━━━ Passage shown
I cleaned the oven yesterday as well. It’s amazing how much housework I do when I am procrastinating. The TED notes are glaring at me, and suddenly, for the first time in four years, I decide the oven can wait no longer. Well, okay, it really was disgusting and I do have to get the house ready to rent for a year. And, I rationalize, I can think while cleaning. So instead of thinking about the TED talk, I started thinking about how my mother would clean our oven on a regular basis, which is to say, at least once a month. It has literally been four years since I cleaned this oven, and I use it a lot. I remember her friends coming over for a glass of wine and hearing them talk about cleaning their ovens! That’s what they would talk about! There was some new foam oven cleaner on the market and someone raved about it, and yes, they tried it, and wouldn’t you know, it worked beautifully! Didn’t have to do a thing except wipe it out! I remember listening to this thinking, I wish my mother made great discoveries like that. I wish her life got a little easier with some new foam. She always seemed to be slaving away and it was a big day when she realized she could take the oven door off so she didn’t have to reach so far in to clean the back. Why didn’t she rave about that to her friends? That actually was a big discovery. I wish she’d flaunted it more. I hoped everyone thought she was really smart for figuring that out. Yesterday, I could not figure out how to take the oven door off and thought about finding the owners manual but knew that would take the rest of the day, if it even existed. So I wrenched my back getting in there, and I just want to say, it was an athletic event. No wonder women didn’t have to go out and exercise back then.

I’m asking myself why I am so consumed with simple tasks these days? I feel a fair amount of anxiety about this talk, not actually doing the talk, but taking the stand. It’s going to stir some controversy. I’m bracing for an attack. I’m finding myself not wanting to hear anyone’s political views. It seems like I’m putting my hands over my ears and yelling “WAAAAA WAAAA WAAA”.  I’m happy boiling down maple sap, watching seedlings emerge, and listening to the peepers. I want to curl up inside a quiet peaceful world and read for pleasure. I’ve got a small window before the next adventure and I want to be still and absorb pleasure in simple things.
━━━━━━
━━━ Supplied material
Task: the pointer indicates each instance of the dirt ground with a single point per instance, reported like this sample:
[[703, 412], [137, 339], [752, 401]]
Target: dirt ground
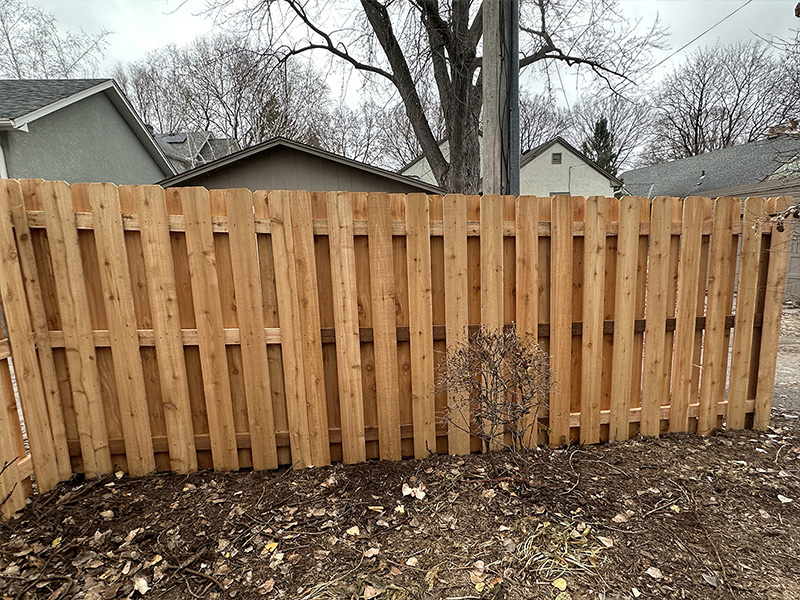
━━━━━━
Task list –
1) In the oven-cleaning passage, how often did the writer's mother clean the oven?
2) Set down the part of the oven-cleaning passage starting with "I’m asking myself" and going on through "in simple things.".

Activity answers –
1) At least once a month.

2)
I’m asking myself why I am so consumed with simple tasks these days? I feel a fair amount of anxiety about this talk, not actually doing the talk, but taking the stand. It’s going to stir some controversy. I’m bracing for an attack. I’m finding myself not wanting to hear anyone’s political views. It seems like I’m putting my hands over my ears and yelling “WAAAAA WAAAA WAAA”.  I’m happy boiling down maple sap, watching seedlings emerge, and listening to the peepers. I want to curl up inside a quiet peaceful world and read for pleasure. I’ve got a small window before the next adventure and I want to be still and absorb pleasure in simple things.